(Saved entries)
---------------

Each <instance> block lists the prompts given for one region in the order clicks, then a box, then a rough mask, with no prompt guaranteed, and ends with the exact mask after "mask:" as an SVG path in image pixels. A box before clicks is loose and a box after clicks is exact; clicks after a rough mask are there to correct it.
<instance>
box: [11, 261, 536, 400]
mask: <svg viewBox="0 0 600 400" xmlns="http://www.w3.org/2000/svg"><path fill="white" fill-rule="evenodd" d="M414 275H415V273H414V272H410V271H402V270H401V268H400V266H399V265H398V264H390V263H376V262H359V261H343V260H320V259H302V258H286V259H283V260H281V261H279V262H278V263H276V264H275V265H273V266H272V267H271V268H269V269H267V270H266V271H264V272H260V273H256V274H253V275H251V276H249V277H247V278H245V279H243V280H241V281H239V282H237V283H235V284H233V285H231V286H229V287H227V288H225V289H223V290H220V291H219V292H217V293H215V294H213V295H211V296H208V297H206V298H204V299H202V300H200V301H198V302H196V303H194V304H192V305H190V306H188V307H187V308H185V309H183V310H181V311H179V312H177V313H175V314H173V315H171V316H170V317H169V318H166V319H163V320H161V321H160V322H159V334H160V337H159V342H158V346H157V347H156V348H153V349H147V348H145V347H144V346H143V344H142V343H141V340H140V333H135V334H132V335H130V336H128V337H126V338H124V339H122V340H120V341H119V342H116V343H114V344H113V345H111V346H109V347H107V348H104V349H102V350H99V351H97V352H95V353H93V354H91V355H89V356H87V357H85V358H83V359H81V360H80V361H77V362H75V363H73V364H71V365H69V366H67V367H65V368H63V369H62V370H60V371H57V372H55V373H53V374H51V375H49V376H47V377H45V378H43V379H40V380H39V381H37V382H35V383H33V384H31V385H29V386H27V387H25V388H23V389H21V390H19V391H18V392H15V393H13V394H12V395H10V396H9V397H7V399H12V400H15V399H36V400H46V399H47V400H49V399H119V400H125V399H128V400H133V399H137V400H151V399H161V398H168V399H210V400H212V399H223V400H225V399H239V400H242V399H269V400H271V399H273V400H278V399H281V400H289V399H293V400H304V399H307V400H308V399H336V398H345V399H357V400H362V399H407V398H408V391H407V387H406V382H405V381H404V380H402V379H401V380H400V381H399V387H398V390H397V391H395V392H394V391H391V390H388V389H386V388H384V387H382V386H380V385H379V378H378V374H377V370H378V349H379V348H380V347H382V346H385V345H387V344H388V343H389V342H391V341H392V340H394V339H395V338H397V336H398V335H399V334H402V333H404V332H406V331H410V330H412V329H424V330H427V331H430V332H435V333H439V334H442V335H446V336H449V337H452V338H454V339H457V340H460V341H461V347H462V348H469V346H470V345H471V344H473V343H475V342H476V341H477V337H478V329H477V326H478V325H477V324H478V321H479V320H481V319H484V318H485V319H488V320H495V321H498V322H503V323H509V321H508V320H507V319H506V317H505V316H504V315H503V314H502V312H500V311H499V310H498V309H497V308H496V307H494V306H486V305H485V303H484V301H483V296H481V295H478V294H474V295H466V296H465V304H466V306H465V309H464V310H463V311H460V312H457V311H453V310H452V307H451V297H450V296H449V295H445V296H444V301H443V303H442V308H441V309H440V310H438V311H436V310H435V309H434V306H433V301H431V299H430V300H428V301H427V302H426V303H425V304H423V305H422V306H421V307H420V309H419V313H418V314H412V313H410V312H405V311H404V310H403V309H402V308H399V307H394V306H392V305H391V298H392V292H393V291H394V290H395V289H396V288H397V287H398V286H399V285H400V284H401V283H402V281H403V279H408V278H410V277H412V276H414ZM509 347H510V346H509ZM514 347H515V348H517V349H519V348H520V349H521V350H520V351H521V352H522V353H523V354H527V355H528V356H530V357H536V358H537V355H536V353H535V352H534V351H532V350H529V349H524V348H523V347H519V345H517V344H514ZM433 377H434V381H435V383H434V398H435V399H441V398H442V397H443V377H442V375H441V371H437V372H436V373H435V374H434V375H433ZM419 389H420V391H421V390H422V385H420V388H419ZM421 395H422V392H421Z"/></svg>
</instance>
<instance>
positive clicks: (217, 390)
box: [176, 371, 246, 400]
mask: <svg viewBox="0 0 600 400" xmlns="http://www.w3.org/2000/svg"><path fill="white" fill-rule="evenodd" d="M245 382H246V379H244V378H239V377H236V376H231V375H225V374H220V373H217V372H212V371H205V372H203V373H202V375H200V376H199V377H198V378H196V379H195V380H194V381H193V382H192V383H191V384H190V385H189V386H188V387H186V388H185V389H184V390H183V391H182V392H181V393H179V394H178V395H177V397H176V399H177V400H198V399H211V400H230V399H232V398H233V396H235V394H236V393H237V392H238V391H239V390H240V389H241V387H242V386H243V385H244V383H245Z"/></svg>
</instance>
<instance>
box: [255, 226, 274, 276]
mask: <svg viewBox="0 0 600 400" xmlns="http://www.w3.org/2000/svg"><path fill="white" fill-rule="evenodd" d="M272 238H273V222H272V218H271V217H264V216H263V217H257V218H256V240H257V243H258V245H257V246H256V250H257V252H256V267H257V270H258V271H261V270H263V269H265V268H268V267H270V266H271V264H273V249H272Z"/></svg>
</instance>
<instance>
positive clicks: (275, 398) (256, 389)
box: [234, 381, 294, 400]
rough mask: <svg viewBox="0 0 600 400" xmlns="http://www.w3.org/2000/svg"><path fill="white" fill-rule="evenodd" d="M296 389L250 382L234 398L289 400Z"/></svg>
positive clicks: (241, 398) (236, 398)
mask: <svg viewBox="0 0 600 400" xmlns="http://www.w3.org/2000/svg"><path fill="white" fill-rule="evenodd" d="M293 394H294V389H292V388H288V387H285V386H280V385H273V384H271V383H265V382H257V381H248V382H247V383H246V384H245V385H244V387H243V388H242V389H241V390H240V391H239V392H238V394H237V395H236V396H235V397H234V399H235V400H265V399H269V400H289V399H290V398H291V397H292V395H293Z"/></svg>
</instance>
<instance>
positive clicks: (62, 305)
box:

---------------

WHAT YOU ARE ASKED TO DO:
Read the data above. Pull out each line in which the string "rough" appears.

EXPECTED OUTPUT:
Each <instance> block lists the prompts given for one region in the order clicks, then a box, then a rough mask, with no prompt guaranteed, and ends with the exact mask after "mask:" as an SVG path in image pixels. A box before clicks is loose and a box after clicks is exact; clicks after a rough mask are there to correct it.
rough mask: <svg viewBox="0 0 600 400" xmlns="http://www.w3.org/2000/svg"><path fill="white" fill-rule="evenodd" d="M296 389L250 382L234 398L289 400Z"/></svg>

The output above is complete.